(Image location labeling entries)
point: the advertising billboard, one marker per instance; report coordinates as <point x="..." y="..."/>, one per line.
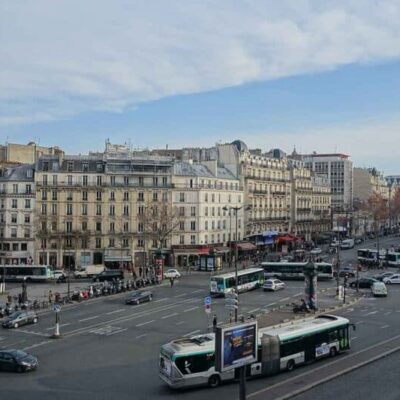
<point x="235" y="345"/>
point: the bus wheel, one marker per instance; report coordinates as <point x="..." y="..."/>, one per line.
<point x="290" y="365"/>
<point x="214" y="381"/>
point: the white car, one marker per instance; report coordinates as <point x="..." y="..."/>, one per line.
<point x="273" y="284"/>
<point x="316" y="251"/>
<point x="395" y="278"/>
<point x="172" y="273"/>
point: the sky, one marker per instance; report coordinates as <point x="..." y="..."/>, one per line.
<point x="318" y="75"/>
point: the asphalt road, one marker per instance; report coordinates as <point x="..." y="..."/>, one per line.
<point x="110" y="350"/>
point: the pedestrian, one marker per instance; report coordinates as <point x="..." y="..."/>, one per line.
<point x="214" y="323"/>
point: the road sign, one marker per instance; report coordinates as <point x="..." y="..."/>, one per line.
<point x="207" y="301"/>
<point x="56" y="308"/>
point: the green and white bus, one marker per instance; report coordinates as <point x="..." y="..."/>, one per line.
<point x="190" y="361"/>
<point x="294" y="270"/>
<point x="248" y="279"/>
<point x="30" y="273"/>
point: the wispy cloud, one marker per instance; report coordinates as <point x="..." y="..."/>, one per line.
<point x="60" y="58"/>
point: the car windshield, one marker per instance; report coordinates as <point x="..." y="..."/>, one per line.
<point x="18" y="354"/>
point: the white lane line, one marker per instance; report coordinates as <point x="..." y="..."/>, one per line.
<point x="191" y="309"/>
<point x="192" y="333"/>
<point x="370" y="313"/>
<point x="88" y="318"/>
<point x="37" y="345"/>
<point x="138" y="337"/>
<point x="116" y="311"/>
<point x="117" y="331"/>
<point x="145" y="323"/>
<point x="169" y="316"/>
<point x="61" y="325"/>
<point x="33" y="333"/>
<point x="159" y="300"/>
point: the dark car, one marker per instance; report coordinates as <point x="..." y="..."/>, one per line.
<point x="19" y="318"/>
<point x="109" y="275"/>
<point x="363" y="283"/>
<point x="17" y="360"/>
<point x="139" y="297"/>
<point x="349" y="271"/>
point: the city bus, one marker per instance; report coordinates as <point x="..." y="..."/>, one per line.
<point x="30" y="273"/>
<point x="294" y="270"/>
<point x="190" y="361"/>
<point x="248" y="279"/>
<point x="370" y="256"/>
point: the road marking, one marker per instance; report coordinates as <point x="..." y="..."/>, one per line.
<point x="33" y="333"/>
<point x="140" y="336"/>
<point x="159" y="300"/>
<point x="145" y="323"/>
<point x="191" y="309"/>
<point x="192" y="333"/>
<point x="61" y="325"/>
<point x="285" y="299"/>
<point x="88" y="318"/>
<point x="37" y="345"/>
<point x="116" y="311"/>
<point x="169" y="315"/>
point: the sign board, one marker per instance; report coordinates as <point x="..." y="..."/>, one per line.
<point x="235" y="345"/>
<point x="56" y="308"/>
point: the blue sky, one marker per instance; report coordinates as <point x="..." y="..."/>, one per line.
<point x="315" y="76"/>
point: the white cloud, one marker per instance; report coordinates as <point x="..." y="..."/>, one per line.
<point x="59" y="58"/>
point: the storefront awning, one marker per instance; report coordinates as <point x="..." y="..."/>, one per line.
<point x="246" y="246"/>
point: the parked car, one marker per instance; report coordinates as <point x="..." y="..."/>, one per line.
<point x="395" y="278"/>
<point x="363" y="283"/>
<point x="379" y="289"/>
<point x="349" y="271"/>
<point x="109" y="275"/>
<point x="381" y="277"/>
<point x="141" y="296"/>
<point x="172" y="273"/>
<point x="273" y="284"/>
<point x="17" y="360"/>
<point x="19" y="318"/>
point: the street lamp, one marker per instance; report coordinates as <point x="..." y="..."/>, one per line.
<point x="236" y="210"/>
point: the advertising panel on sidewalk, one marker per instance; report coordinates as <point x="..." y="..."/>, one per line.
<point x="235" y="345"/>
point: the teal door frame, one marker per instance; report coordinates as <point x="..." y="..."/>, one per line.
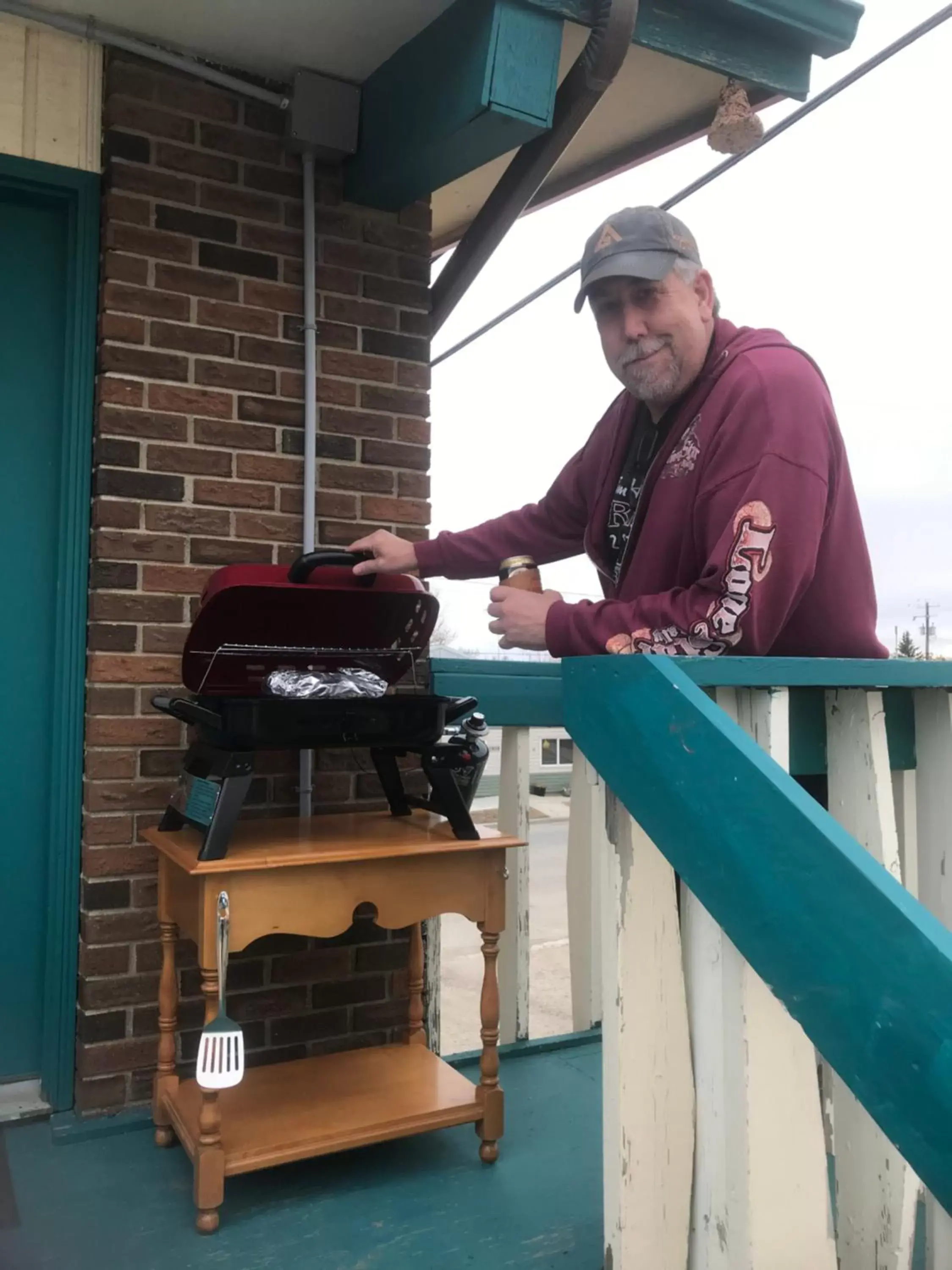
<point x="79" y="195"/>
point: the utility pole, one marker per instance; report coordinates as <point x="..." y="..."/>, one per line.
<point x="927" y="629"/>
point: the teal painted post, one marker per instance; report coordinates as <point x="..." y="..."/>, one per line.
<point x="79" y="193"/>
<point x="862" y="966"/>
<point x="767" y="42"/>
<point x="476" y="83"/>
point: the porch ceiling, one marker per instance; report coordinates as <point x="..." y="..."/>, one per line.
<point x="271" y="37"/>
<point x="666" y="93"/>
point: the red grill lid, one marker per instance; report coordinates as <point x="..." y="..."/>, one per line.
<point x="253" y="620"/>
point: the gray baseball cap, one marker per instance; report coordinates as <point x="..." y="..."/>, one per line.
<point x="636" y="243"/>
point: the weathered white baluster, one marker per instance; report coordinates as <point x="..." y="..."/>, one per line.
<point x="432" y="945"/>
<point x="588" y="848"/>
<point x="907" y="831"/>
<point x="515" y="941"/>
<point x="876" y="1190"/>
<point x="649" y="1094"/>
<point x="761" y="1194"/>
<point x="933" y="814"/>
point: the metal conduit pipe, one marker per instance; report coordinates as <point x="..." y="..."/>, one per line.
<point x="88" y="28"/>
<point x="310" y="501"/>
<point x="579" y="93"/>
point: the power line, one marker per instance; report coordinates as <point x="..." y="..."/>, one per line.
<point x="795" y="117"/>
<point x="927" y="629"/>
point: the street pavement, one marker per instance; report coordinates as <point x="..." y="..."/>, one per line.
<point x="550" y="994"/>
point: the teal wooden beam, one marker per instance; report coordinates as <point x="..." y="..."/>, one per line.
<point x="479" y="82"/>
<point x="766" y="42"/>
<point x="825" y="27"/>
<point x="814" y="672"/>
<point x="530" y="694"/>
<point x="862" y="966"/>
<point x="511" y="694"/>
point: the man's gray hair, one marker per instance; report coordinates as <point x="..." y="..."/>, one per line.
<point x="687" y="271"/>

_EXERCISE_
Please quote exactly the lines from the one containing "point: the power" through the last line of the records above, both included, and nothing else.

_SOLUTION TO THE EXERCISE_
point: the power line, one marker per instance; report coordinates as <point x="..." y="..."/>, one per line.
<point x="795" y="117"/>
<point x="927" y="629"/>
point: the street pavement, one marker per instance; report coordinates as <point x="..." y="..."/>, one per line.
<point x="550" y="994"/>
point: the teal wooden beam, one marker per instance; report coordinates as <point x="..." y="..."/>, one per line.
<point x="479" y="82"/>
<point x="766" y="42"/>
<point x="825" y="27"/>
<point x="814" y="672"/>
<point x="530" y="694"/>
<point x="862" y="966"/>
<point x="511" y="694"/>
point: the man's gray hair, one marker per instance; report coordinates as <point x="..." y="..."/>, one per line.
<point x="687" y="271"/>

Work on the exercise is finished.